#### Task to carry out
Output nothing but the lines from the line with "of the white flower" through the end of the listing below, both ends included.

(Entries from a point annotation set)
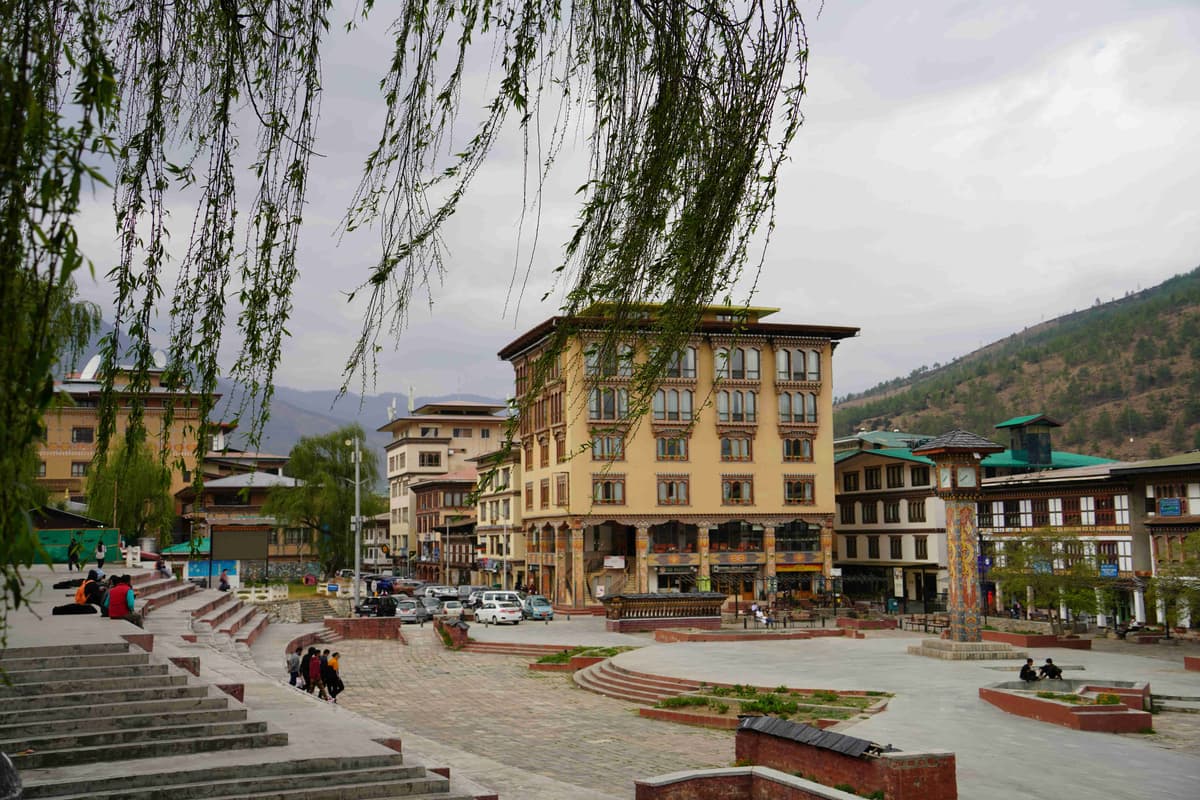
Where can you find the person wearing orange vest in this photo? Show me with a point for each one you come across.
(120, 599)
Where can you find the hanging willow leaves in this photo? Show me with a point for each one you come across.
(688, 109)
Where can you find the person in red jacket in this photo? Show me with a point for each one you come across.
(120, 599)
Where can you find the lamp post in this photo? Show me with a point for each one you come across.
(358, 518)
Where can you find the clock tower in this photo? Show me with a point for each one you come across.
(957, 456)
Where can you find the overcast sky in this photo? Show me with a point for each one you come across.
(965, 169)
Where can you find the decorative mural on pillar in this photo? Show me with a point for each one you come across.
(963, 600)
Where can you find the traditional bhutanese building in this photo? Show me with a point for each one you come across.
(725, 482)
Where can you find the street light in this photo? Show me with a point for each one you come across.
(358, 517)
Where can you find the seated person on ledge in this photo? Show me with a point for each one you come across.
(1050, 669)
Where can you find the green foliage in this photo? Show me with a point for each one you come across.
(52, 140)
(1059, 567)
(131, 489)
(323, 498)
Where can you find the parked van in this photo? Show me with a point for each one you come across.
(498, 595)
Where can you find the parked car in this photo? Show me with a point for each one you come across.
(376, 607)
(537, 607)
(409, 611)
(495, 613)
(450, 608)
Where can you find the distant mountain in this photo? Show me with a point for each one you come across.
(1123, 378)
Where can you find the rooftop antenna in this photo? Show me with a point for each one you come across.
(89, 371)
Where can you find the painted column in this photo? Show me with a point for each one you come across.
(561, 542)
(705, 577)
(963, 552)
(642, 542)
(1139, 606)
(1102, 618)
(579, 579)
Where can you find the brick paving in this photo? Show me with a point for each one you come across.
(492, 707)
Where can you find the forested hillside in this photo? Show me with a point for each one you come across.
(1122, 377)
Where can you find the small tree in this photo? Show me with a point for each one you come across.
(323, 498)
(131, 489)
(1177, 583)
(1059, 567)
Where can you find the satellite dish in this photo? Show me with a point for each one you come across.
(89, 371)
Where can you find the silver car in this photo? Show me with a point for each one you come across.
(409, 611)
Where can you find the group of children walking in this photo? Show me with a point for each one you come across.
(316, 672)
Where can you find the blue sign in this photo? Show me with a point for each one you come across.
(1170, 507)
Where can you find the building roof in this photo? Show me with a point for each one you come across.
(960, 440)
(903, 453)
(539, 332)
(1018, 421)
(1059, 459)
(885, 439)
(1179, 463)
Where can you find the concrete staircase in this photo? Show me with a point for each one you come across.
(73, 705)
(315, 779)
(606, 678)
(87, 703)
(508, 649)
(228, 624)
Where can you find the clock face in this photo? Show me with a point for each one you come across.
(966, 476)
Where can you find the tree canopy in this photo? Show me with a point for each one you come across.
(130, 488)
(687, 110)
(323, 498)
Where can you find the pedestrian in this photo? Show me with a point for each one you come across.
(335, 662)
(329, 675)
(315, 681)
(75, 549)
(120, 601)
(294, 666)
(304, 671)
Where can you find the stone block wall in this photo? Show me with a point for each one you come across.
(911, 776)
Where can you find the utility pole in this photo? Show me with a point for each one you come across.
(357, 525)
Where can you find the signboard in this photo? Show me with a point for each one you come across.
(1170, 507)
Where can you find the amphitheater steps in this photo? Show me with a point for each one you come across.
(610, 680)
(319, 779)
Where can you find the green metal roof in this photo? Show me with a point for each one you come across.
(1017, 421)
(1059, 459)
(903, 453)
(202, 548)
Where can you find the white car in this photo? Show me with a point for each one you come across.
(498, 612)
(450, 608)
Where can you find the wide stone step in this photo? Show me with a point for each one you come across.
(55, 650)
(145, 750)
(177, 783)
(93, 725)
(157, 680)
(252, 630)
(235, 623)
(162, 733)
(670, 686)
(13, 666)
(79, 701)
(84, 673)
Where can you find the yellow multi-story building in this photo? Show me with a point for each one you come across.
(726, 482)
(66, 453)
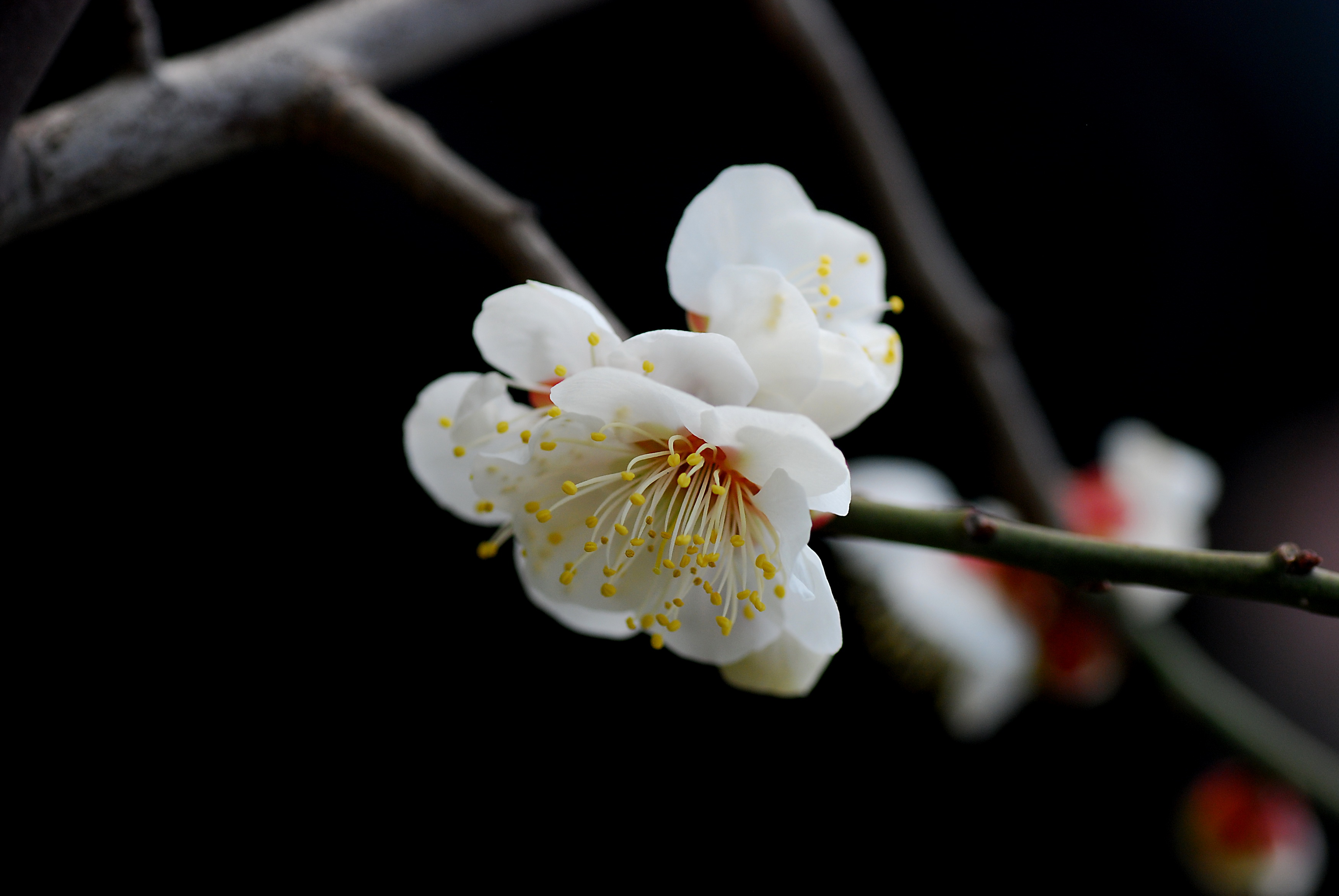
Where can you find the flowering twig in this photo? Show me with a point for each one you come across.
(358, 121)
(1285, 576)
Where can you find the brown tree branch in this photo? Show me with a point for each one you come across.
(1031, 464)
(359, 122)
(136, 132)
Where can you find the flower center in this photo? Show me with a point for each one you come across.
(679, 508)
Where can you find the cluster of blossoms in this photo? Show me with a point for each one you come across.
(989, 634)
(665, 484)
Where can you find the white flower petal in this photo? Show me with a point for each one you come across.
(782, 669)
(849, 390)
(721, 226)
(762, 442)
(813, 619)
(429, 448)
(611, 394)
(707, 366)
(599, 623)
(774, 328)
(528, 331)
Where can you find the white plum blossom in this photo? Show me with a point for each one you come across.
(645, 508)
(538, 335)
(1145, 489)
(800, 290)
(990, 651)
(651, 444)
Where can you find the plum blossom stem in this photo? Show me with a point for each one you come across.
(1271, 578)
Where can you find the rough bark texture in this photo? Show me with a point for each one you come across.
(140, 130)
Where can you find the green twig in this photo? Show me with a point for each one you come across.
(1285, 576)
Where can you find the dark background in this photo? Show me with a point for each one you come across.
(1148, 189)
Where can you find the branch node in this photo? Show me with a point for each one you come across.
(979, 527)
(1294, 560)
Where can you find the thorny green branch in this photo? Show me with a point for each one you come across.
(1283, 576)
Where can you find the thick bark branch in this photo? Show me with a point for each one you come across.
(357, 121)
(1272, 578)
(1031, 463)
(140, 130)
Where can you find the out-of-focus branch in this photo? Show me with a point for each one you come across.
(1030, 460)
(136, 132)
(147, 43)
(1242, 717)
(31, 33)
(359, 122)
(1285, 576)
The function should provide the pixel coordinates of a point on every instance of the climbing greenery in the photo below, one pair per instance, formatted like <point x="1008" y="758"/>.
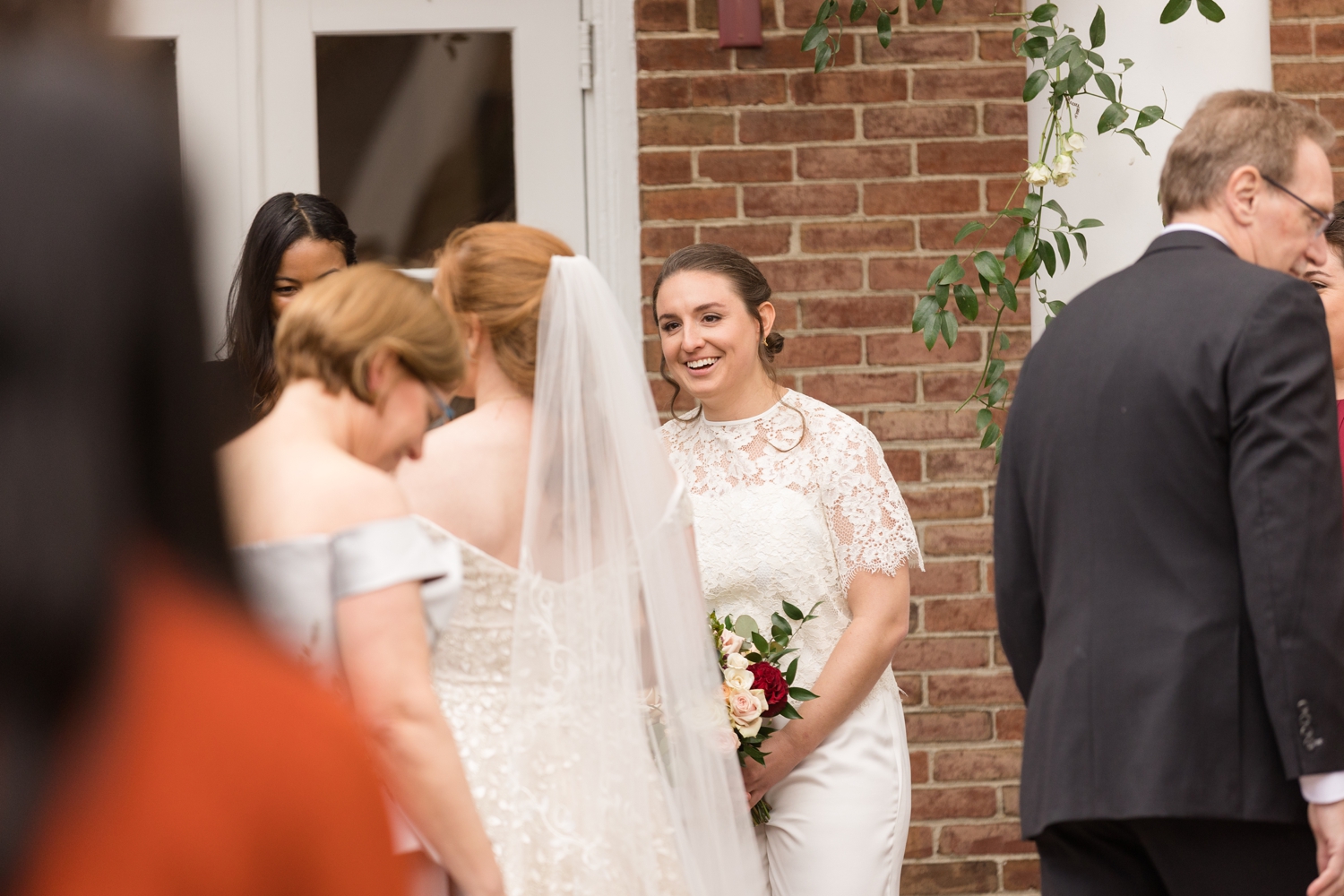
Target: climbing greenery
<point x="1064" y="65"/>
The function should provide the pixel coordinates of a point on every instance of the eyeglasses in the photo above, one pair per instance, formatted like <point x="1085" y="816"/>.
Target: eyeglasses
<point x="445" y="413"/>
<point x="1324" y="215"/>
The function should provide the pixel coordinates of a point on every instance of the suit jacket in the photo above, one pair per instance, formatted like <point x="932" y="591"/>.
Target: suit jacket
<point x="1169" y="546"/>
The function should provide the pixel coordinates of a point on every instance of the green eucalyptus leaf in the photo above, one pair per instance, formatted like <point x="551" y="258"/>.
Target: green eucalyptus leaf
<point x="1112" y="118"/>
<point x="969" y="228"/>
<point x="1037" y="82"/>
<point x="989" y="266"/>
<point x="1035" y="47"/>
<point x="967" y="301"/>
<point x="1210" y="10"/>
<point x="1148" y="115"/>
<point x="1097" y="30"/>
<point x="949" y="328"/>
<point x="999" y="390"/>
<point x="1051" y="204"/>
<point x="926" y="308"/>
<point x="1062" y="242"/>
<point x="1136" y="139"/>
<point x="1045" y="13"/>
<point x="953" y="271"/>
<point x="1174" y="11"/>
<point x="1047" y="255"/>
<point x="822" y="58"/>
<point x="1107" y="85"/>
<point x="1078" y="75"/>
<point x="1030" y="265"/>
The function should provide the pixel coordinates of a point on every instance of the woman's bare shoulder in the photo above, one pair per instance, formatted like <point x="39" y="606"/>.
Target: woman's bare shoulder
<point x="280" y="489"/>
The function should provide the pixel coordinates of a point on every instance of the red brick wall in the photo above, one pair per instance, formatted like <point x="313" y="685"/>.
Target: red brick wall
<point x="1306" y="46"/>
<point x="847" y="188"/>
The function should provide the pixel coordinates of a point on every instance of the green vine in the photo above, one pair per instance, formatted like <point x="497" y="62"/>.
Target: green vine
<point x="1067" y="70"/>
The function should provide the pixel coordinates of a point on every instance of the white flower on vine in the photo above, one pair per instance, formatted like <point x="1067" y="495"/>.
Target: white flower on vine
<point x="1038" y="175"/>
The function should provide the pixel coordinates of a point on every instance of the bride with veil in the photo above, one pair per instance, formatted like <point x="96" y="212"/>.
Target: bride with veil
<point x="577" y="669"/>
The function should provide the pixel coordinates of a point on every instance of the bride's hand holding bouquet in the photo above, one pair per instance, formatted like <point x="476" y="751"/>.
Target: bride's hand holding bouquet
<point x="755" y="688"/>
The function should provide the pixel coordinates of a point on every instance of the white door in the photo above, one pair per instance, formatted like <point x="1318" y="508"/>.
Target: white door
<point x="252" y="77"/>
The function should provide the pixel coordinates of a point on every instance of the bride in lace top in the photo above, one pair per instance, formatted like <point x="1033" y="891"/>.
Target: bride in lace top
<point x="577" y="670"/>
<point x="793" y="501"/>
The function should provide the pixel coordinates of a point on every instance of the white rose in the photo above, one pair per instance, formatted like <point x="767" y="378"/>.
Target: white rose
<point x="738" y="678"/>
<point x="730" y="642"/>
<point x="745" y="708"/>
<point x="1038" y="175"/>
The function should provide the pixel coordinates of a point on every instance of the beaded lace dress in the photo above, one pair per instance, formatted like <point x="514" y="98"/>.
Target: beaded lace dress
<point x="790" y="514"/>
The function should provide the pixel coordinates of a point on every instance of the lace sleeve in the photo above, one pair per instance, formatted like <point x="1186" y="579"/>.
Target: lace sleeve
<point x="868" y="519"/>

#### Completed exercise
The function should provide the pixel coordinates of a point on every instance of the white flower on vine in the photo above, one pair per instance, formatted like <point x="1067" y="495"/>.
Target: white flower on vine
<point x="1038" y="175"/>
The function should provide the pixel coordinates of a point on every instance of the bride with veil in the photo above, one pair per instance, formatted like <point x="96" y="212"/>.
Target: bride with veil
<point x="577" y="669"/>
The function should provide the pixel coordinates of a point on every instance of the bride's hand holding bouquet in the photo above, one pair per instance, formatted like <point x="476" y="751"/>.
Target: bride's hand holding bouquet
<point x="755" y="688"/>
The function should provide the pixel coordinates of a point on every instance of the white door in the photo above, one pair per instance, formatted like <point x="1318" y="508"/>.
Target: white door
<point x="252" y="77"/>
The function should provide the pixel coordinates of a point on every instance of the bride in lace top in the photo above, one pair per instance, formatted like <point x="1033" y="891"/>.
Target: bride in lace top
<point x="577" y="670"/>
<point x="793" y="501"/>
The function should provide the pixel coordinates of a point on every instance of the white rose in the photo above, one pair per instance, formatted like <point x="767" y="378"/>.
Target: white rose
<point x="738" y="678"/>
<point x="730" y="642"/>
<point x="745" y="708"/>
<point x="1038" y="175"/>
The function should provide the pixel coordinates of a point on every instance of the beaded lace dress in the photo above, one pair per instance, formatted like <point x="514" y="98"/>.
Target: beaded lace dress
<point x="790" y="514"/>
The function should provide the pixel coordinates of a point on every instance of the lace sleeve in the photo above, one pair per instance, formatted like <point x="1186" y="579"/>.
Target: lace sleeve
<point x="868" y="519"/>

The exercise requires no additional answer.